[Source data]

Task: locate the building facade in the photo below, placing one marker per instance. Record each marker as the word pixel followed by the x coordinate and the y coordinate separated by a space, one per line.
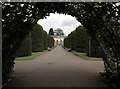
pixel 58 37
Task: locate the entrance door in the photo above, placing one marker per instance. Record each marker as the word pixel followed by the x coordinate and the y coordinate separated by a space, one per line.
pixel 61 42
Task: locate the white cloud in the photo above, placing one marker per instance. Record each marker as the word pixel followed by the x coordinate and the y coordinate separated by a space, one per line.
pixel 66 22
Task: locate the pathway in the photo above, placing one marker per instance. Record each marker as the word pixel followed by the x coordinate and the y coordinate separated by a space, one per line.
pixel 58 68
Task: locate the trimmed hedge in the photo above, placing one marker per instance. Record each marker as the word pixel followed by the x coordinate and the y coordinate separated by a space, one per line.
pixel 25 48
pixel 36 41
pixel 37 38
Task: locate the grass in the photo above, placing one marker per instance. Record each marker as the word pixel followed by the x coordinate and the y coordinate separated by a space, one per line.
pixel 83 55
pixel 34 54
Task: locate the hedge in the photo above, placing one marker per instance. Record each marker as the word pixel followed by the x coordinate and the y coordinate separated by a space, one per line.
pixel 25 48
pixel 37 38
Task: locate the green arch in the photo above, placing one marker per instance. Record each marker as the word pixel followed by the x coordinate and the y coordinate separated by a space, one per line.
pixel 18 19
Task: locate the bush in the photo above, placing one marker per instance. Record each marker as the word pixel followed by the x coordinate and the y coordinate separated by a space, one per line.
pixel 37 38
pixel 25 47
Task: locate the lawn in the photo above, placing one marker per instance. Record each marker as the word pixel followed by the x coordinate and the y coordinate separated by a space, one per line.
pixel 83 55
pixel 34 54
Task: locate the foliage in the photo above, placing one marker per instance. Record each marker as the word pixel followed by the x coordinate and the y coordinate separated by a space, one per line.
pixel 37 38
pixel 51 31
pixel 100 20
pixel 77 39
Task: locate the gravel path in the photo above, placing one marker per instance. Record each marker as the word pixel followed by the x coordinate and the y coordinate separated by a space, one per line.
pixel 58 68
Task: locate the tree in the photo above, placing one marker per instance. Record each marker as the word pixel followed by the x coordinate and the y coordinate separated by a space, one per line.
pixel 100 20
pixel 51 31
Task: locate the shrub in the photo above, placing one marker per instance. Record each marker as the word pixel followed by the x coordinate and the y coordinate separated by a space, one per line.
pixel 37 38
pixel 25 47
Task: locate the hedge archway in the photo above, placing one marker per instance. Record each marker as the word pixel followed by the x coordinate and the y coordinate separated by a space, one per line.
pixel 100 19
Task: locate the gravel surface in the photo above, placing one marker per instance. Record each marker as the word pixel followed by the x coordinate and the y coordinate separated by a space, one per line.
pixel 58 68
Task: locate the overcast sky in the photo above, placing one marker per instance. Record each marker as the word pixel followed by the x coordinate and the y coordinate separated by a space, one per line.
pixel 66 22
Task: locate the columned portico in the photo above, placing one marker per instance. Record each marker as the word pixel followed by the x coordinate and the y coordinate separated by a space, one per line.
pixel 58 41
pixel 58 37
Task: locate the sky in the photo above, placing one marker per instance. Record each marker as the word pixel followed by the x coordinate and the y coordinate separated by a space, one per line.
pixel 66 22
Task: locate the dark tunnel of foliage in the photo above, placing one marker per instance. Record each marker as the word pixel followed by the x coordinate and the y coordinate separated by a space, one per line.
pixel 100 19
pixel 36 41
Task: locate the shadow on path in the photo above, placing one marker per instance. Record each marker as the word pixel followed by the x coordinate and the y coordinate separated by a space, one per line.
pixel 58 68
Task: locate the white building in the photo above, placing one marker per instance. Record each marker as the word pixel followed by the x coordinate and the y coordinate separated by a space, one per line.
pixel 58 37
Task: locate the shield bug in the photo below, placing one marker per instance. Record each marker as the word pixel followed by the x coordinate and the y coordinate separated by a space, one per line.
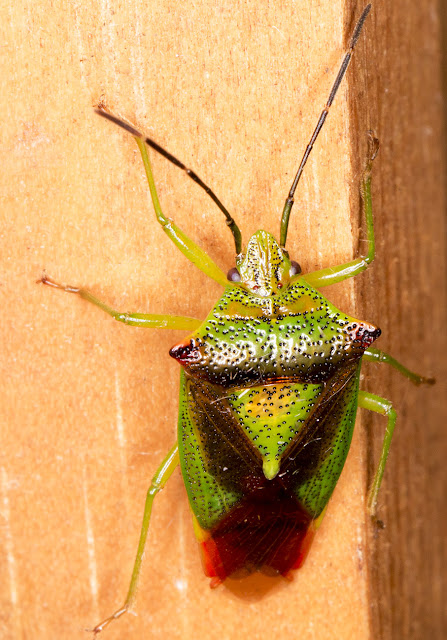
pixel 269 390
...
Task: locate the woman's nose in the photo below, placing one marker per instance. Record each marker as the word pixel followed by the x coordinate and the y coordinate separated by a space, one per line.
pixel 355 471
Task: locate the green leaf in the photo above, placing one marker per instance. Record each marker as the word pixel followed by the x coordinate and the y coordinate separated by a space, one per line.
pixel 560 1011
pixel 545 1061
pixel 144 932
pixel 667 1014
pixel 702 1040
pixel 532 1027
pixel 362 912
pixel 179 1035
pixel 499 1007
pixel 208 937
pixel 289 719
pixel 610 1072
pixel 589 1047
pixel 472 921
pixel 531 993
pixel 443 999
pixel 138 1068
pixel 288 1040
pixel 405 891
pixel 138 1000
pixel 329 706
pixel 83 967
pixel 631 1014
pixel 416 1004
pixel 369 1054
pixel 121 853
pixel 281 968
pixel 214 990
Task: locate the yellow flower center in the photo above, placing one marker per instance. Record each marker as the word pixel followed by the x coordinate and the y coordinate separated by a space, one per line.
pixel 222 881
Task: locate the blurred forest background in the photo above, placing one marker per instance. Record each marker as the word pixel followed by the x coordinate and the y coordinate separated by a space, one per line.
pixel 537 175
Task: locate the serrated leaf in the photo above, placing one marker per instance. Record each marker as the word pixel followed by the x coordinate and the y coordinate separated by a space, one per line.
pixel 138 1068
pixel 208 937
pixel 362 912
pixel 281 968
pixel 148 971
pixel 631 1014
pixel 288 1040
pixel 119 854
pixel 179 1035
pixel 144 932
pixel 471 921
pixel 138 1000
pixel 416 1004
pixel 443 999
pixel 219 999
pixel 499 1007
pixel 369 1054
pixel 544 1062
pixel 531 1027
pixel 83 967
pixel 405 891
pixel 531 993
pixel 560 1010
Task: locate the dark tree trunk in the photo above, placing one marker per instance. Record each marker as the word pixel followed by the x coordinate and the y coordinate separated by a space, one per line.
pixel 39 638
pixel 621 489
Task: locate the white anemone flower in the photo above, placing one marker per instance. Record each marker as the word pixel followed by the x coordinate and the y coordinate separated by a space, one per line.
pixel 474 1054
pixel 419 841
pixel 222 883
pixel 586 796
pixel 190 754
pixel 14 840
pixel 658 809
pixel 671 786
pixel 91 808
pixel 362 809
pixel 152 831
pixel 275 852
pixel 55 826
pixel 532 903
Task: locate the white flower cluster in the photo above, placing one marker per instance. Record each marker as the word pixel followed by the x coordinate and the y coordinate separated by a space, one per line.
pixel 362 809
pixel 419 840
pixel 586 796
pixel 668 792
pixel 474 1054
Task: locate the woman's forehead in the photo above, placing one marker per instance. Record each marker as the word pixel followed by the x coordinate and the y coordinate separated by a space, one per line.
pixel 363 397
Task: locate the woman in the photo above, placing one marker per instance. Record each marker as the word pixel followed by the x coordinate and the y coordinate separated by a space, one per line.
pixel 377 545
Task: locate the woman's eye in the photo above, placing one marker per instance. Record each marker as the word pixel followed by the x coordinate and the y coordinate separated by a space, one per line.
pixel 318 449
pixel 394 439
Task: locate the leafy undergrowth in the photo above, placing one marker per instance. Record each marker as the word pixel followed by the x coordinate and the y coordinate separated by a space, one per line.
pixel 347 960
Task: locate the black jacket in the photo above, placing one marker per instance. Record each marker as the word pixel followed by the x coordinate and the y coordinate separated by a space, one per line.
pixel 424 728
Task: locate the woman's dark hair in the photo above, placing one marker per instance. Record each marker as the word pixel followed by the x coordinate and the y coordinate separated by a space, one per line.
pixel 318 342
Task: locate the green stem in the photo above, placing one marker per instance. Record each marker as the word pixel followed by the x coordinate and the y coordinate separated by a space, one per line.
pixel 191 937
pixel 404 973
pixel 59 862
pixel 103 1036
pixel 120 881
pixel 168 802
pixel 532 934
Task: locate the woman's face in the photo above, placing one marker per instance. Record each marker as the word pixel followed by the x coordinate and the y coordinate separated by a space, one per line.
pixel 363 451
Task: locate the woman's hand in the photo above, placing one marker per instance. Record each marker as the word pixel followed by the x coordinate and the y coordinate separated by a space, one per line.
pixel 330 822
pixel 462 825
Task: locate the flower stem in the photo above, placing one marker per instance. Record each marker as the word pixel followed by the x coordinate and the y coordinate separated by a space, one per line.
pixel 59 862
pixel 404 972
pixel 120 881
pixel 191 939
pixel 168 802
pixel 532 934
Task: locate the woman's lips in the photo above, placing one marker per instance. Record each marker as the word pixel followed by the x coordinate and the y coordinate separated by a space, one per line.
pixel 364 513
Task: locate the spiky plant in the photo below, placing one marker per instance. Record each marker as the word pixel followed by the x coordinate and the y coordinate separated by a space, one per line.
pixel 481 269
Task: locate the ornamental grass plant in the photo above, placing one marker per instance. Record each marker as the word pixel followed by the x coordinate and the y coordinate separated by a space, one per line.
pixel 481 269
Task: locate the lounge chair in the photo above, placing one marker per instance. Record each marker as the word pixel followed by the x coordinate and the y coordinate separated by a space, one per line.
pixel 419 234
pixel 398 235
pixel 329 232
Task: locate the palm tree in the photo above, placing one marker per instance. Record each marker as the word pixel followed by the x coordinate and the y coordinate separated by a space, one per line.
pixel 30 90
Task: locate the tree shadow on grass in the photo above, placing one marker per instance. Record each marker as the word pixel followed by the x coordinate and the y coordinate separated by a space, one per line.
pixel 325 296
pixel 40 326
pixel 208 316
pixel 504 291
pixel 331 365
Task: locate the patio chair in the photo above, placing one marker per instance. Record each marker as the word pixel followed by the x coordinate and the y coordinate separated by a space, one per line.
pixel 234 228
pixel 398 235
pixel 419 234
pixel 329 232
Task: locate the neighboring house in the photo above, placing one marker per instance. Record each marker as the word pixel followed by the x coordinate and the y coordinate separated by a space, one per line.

• [Work required]:
Leave out every line above except those from the line with "Task: locate the tree shadow" up to and including the line with "Task: locate the neighboring", and copy those exactly.

• [Expected answer]:
Task: locate the tree shadow on grass in the photo above, placing one marker per instance. Record each marker as the word pixel followed by the x coordinate and the y coordinate separated by a space, one per line.
pixel 325 296
pixel 40 326
pixel 208 316
pixel 504 291
pixel 331 365
Task: locate the patio chair in the photo above, placing one marker per instance. Record each marker as the word pixel followed by the x coordinate and the y coordinate separated by a space, one per line.
pixel 234 228
pixel 398 235
pixel 419 234
pixel 329 232
Task: locate the neighboring house in the photo above, placing one marker per instance. Record each marker as the word pixel followed by the x coordinate and the y coordinate separated by a space, one per line.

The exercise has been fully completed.